ABOUT THIS EXERCISE => Leaving the pictures aside, return the listing exactly as it appears.

·····

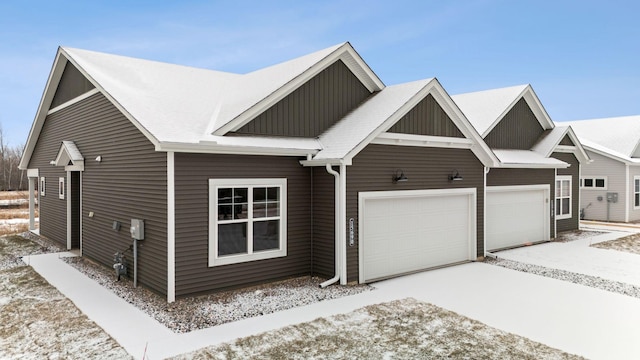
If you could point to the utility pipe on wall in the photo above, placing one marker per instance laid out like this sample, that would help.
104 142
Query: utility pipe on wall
338 218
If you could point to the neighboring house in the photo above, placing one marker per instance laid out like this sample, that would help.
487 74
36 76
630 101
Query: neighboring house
308 166
533 194
610 185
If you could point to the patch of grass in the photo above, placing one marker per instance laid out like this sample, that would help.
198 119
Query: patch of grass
629 244
401 329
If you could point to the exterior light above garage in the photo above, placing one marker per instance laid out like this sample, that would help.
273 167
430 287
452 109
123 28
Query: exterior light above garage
455 176
399 176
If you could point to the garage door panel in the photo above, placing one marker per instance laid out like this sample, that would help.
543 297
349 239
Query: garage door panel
516 216
415 232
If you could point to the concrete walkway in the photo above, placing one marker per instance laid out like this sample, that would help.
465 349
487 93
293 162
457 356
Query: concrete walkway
577 319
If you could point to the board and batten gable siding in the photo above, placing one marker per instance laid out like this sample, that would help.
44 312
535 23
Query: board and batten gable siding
72 84
510 177
427 118
615 172
129 183
518 129
426 168
192 174
634 213
572 223
313 107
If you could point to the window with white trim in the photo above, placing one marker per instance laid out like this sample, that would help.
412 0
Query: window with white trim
61 188
247 220
594 182
563 197
636 192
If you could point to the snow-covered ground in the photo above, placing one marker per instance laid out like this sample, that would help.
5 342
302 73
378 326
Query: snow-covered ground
575 318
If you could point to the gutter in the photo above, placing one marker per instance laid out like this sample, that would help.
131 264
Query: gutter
337 236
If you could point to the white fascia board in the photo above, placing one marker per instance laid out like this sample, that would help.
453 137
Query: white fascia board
610 155
422 141
346 53
533 166
213 148
480 149
57 68
77 99
534 104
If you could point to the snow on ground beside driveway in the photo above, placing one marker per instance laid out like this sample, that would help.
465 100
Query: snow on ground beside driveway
579 257
400 329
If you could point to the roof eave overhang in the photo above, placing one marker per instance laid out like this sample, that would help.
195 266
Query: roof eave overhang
534 104
214 148
349 57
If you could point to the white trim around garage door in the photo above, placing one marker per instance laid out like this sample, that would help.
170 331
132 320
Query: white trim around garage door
491 243
467 253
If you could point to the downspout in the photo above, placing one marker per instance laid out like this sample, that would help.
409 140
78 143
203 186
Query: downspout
343 224
337 236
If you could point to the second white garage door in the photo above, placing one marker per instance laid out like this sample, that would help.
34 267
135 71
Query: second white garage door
516 215
406 231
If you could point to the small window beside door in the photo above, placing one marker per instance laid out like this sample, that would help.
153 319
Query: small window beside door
61 188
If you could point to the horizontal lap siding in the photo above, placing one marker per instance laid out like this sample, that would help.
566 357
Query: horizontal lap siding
573 170
615 172
192 174
509 177
426 168
323 222
130 182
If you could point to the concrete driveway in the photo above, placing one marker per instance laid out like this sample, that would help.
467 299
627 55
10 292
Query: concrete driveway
593 323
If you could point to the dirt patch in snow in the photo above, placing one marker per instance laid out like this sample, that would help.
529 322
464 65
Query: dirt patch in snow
629 244
576 235
38 322
401 329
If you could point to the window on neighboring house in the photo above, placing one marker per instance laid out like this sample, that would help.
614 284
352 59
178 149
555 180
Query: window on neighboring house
61 188
636 192
247 220
563 197
594 182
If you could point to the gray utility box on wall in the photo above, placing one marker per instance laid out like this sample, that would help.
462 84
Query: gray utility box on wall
137 229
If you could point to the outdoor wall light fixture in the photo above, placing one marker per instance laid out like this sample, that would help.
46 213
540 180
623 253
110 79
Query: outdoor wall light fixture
455 176
399 176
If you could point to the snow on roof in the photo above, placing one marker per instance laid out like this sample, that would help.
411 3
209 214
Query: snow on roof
526 158
255 86
352 130
619 134
172 102
485 108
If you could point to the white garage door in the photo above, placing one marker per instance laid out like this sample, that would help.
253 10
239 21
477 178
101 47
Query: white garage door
406 231
516 215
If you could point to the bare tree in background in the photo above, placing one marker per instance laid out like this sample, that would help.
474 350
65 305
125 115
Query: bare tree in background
11 178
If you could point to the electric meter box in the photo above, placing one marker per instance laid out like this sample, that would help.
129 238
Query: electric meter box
137 229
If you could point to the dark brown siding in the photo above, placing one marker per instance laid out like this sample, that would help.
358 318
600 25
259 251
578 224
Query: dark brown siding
573 170
72 84
192 174
130 182
507 177
323 222
426 168
567 141
519 129
312 108
427 118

·····

EXPECTED ANSWER =>
If you could point to the utility pipe on wall in the photo above, placing one marker per instance laid out like this sample, that would help.
104 142
Query: utility pipe on wall
338 218
If you could point to the neighboring house in the photo above, placing one marker per instance laid out like this sample, that would help.
487 74
36 76
630 101
Query: neighboring house
308 166
533 194
610 185
If you could point to the patch of grass in the photo above, placing one marker per instance laid out like this sample, that would help.
198 119
Query: patch of grass
629 244
401 329
If you could point to the exterior light above garage in the photo above, placing one marker per instance laid out like this sample, that would help.
273 167
430 287
452 109
123 28
Query: exterior light above garage
455 176
399 176
If you could point to the garage door panel in the photo above, placing one marker per instance laid out like this sample, that would help.
543 297
349 239
Query: garage door panel
516 216
415 232
If you could point to the concrete walkway in the photo above, placing one marker per instance laid out like this sample, that would help.
465 349
487 93
293 162
457 356
Query: concrete walkway
577 319
If you could point to the board and batten gable siding in the photo above, placing one marker per instance laid out like this sample, that would help.
44 312
535 23
Query: board and batten gable siding
72 84
510 177
427 118
615 172
129 183
518 129
426 168
192 174
634 213
572 223
313 107
If you could point to the window with white trim in the photo above, placing one marker per instance laid out like this sample, that would help.
412 0
Query: window with white trim
61 188
247 220
594 182
563 197
636 192
If you could point to the snow-covered ground in the photo above, placing one marker per instance laid out like this sample, that would help.
5 342
302 73
378 326
Query: snow-covered ground
575 318
If you could point to the gutter in the photo above, placing one marker per instance laid out like this sample, that would help.
131 264
Query: gutter
337 236
If you could point to the white fascia board in the photo above, placing one marker per instance laid out like this sample, that would help.
453 137
Query: white fascia board
610 155
422 141
346 53
533 166
213 148
480 149
57 68
77 99
534 104
If you could point to the snow on ground beside driveway in the photo above, placing one marker per instance laid out like this sample, that would help.
465 100
Query: snow on ground beside driveway
579 257
400 329
If you could point to the roof eave overhang in the photo above, placing one marker per instance laid out like this sample, that would help.
195 266
Query: roof eave overhang
534 104
214 148
349 57
If you could point to the white trim around garage door in the photo above, placing one marker per instance laid out like this sample, that would help.
170 331
132 320
Query: white trim around garage door
491 243
467 253
If you could point to the downspout in the photo above, placing one marker per instance laid out like this sample, that would help.
409 140
78 143
203 186
Query: downspout
343 224
337 236
If you could point to the second white garage door in the photo above, placing one marker per instance laid out like this sample, that would help.
34 267
135 71
Query: second white garage door
516 215
406 231
If you could point to the small window beside door in the photo above, placing one marker per instance laid out like this sample, that would help.
153 319
Query: small window beside door
61 188
If you could point to the horizontal lap siding in the photo above, placing one marker per instance laid out like this sample, that would help.
566 357
Query: horizontal lap siding
573 170
615 172
192 174
509 177
426 168
323 222
130 182
If you could point to the concrete driveway in the photo above, placing one marker per instance laid out like this sample, that would help.
467 299
627 55
10 292
Query: concrete driveway
593 323
If you could point to the dirt patch in snow in the photo above, placing one marker per instance laid out like this sample, that would help.
529 322
464 65
Query: dirt patch in snow
629 244
576 235
38 322
401 329
If you could point to the window on neighboring house in the photo above, placing one marker per instance laid out like this sample, that would help.
614 284
352 59
178 149
555 180
Query: window on neighboring house
61 188
636 192
247 220
563 197
594 182
If you could point to the gray utility box on wall in the photo above, placing one marker per instance laid out like this sample, that would help.
462 84
Query: gray utility box on wall
137 229
If you could point to the outdoor wall light fixture in the photo above, placing one marker per instance laid out like this sample, that would help.
46 213
540 180
623 253
110 79
Query: outdoor wall light fixture
455 176
399 176
If you could point to the snow on roof in the photo above, placing one marker per instance laid out like this sample, that would help.
411 3
209 214
Query: snow on roof
526 158
255 86
352 130
619 134
172 102
485 108
If you could point to the white garage door in the photo above, placing one marker per instance laid out like this sample, that would help.
253 10
239 21
477 178
101 47
Query: white garage door
406 231
516 215
If you could point to the bare tree in background in the photo above, placing one marker per instance laid out like this sample, that would help.
474 350
65 305
125 115
Query: bare tree in background
11 178
If you could point to the electric meter box in the photo above, placing one marker per instance laid out like this sample, that would help.
129 238
Query: electric meter box
137 229
If you could point to the dark brown siding in the photo above, placing one marker per instance laid out like this sample, that would help.
358 318
600 25
259 251
578 224
Query: dark brown siding
573 170
72 84
192 174
130 182
507 177
323 222
426 168
567 141
519 129
312 108
427 118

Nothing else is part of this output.